-- SOURCE EXCERPT start --

Well, At Least I am not a Pancake Today

This summer I’ve been walking to and from work in order to exercise, save money, save the environment a few fumes, soak in some sun, and probably other things I’ve forgotten due to my body using nutritional intake for physical activity and not developing a better memory. Walking gives you a very different perspective on a city. It’s almost as if cars and pedestrians live in two different worlds.

I see that people are terrible drivers (and, sadly, still far better than the drivers I saw in the South). Yesterday, I saw someone who must have been sleeping or something because s/he hit the brakes too late for a red light and locked the tires up, skidding all the way through the intersection and then continuing on. It gave me a chuckle and, fortunately, no one was hurt (unless you count the wasted wear on the tires which causes us to be more reliant on oil from external sources, in which case we were all screwed).

-- SOURCE EXCERPT end --

■ **CHALLENGE**: Copy the post about walking to work from "I see that people" up to and including "were all screwed).", renaming "tires" as "wheels" wherever it appears. The items after this point are separate material, unrelated to the post about walking to work.

-- EXTRACTED RECORDS start --

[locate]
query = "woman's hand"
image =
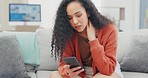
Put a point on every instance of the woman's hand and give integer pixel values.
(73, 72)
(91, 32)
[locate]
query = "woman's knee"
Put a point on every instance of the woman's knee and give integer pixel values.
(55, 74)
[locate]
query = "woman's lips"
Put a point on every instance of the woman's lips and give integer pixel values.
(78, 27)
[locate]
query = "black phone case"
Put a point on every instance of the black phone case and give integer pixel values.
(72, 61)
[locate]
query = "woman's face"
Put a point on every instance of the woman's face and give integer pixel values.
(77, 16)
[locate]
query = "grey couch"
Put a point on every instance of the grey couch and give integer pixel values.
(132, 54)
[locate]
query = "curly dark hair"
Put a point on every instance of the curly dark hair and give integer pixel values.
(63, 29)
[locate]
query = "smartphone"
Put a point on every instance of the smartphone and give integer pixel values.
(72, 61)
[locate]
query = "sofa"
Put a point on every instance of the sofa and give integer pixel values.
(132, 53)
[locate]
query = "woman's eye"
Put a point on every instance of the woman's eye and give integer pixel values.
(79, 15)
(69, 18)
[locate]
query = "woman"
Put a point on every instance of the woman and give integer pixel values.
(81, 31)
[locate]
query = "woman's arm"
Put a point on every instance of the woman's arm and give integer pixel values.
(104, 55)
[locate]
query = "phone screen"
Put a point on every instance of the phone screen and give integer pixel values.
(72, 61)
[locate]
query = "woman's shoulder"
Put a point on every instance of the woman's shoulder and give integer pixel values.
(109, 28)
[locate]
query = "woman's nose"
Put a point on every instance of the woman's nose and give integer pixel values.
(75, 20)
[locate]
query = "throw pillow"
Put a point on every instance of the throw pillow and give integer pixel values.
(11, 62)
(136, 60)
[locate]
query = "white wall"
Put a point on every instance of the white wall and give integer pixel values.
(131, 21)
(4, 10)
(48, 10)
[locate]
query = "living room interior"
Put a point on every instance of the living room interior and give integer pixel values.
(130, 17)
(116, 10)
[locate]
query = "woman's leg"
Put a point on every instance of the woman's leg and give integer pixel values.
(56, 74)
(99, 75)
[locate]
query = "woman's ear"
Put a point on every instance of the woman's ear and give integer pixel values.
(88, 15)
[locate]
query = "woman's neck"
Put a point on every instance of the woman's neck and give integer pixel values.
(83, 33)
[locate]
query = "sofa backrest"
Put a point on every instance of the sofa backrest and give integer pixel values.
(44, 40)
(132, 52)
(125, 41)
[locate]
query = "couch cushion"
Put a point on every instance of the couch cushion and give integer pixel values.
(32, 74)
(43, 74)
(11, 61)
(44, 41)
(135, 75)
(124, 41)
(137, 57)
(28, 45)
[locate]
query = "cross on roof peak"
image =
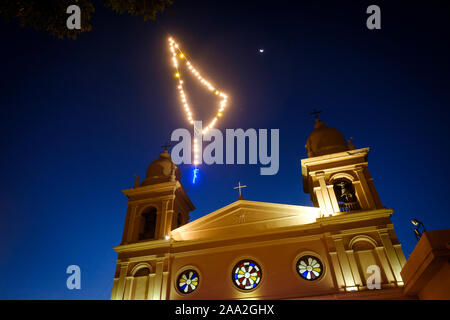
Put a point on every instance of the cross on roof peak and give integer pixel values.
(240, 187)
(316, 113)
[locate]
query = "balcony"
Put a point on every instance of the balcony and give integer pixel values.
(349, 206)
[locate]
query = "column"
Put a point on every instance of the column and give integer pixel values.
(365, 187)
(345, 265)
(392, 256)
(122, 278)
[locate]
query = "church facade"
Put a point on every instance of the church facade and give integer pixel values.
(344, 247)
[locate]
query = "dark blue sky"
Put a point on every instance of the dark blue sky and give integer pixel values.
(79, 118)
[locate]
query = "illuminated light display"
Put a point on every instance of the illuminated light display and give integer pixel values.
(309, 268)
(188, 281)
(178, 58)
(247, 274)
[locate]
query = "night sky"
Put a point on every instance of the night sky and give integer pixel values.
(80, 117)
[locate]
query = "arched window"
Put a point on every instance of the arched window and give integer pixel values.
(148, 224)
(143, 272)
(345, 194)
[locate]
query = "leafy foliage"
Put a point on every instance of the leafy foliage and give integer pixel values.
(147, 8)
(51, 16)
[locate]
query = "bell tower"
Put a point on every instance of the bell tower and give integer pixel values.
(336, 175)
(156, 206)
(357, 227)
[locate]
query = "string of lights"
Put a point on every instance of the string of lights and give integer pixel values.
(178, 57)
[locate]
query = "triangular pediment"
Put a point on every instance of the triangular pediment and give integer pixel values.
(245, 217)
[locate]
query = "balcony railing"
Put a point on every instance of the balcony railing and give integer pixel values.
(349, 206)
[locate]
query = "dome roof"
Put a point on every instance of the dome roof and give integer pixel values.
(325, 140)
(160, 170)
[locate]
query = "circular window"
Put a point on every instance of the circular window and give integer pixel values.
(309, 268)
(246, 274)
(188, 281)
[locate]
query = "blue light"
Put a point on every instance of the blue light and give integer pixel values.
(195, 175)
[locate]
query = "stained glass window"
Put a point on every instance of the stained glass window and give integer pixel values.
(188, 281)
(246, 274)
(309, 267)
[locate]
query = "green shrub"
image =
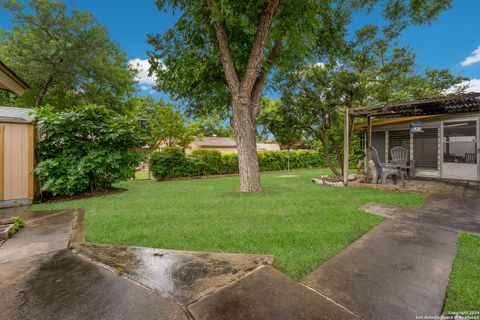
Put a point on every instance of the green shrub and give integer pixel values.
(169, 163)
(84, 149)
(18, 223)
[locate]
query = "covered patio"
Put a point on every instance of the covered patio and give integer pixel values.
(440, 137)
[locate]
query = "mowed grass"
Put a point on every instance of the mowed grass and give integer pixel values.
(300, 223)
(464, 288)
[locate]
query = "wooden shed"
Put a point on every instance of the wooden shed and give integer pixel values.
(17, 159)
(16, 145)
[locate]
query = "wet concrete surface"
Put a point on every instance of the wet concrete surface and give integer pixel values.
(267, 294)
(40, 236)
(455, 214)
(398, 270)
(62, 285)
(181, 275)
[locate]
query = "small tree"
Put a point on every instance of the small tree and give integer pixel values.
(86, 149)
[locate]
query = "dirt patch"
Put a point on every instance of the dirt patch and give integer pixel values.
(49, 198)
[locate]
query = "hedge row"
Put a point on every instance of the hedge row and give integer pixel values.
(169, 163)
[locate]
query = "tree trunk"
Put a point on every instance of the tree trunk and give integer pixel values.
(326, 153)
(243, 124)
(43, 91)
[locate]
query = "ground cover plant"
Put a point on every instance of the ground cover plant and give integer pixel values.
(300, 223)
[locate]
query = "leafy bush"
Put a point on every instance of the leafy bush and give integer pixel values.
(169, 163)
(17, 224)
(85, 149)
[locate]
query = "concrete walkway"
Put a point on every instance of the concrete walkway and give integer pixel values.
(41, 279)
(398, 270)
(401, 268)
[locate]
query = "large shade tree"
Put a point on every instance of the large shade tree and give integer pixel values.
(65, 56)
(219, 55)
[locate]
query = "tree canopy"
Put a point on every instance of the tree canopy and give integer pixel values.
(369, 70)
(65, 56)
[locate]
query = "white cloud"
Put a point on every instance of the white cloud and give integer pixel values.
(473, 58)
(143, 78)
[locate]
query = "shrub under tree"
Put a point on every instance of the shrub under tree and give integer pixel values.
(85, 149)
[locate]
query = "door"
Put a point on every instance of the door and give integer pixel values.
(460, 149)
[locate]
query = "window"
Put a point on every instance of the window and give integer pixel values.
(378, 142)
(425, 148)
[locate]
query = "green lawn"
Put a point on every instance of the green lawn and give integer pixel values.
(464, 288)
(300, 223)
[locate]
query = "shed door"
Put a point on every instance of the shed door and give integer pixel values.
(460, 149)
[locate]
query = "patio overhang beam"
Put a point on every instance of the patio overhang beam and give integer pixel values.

-- EXTRACTED RECORDS end --

■ **EXERCISE ANSWER**:
I see that people are terrible drivers (and, sadly, still far better than the drivers I saw in the South). Yesterday, I saw someone who must have been sleeping or something because s/he hit the brakes too late for a red light and locked the wheels up, skidding all the way through the intersection and then continuing on. It gave me a chuckle and, fortunately, no one was hurt (unless you count the wasted wear on the wheels which causes us to be more reliant on oil from external sources, in which case we were all screwed).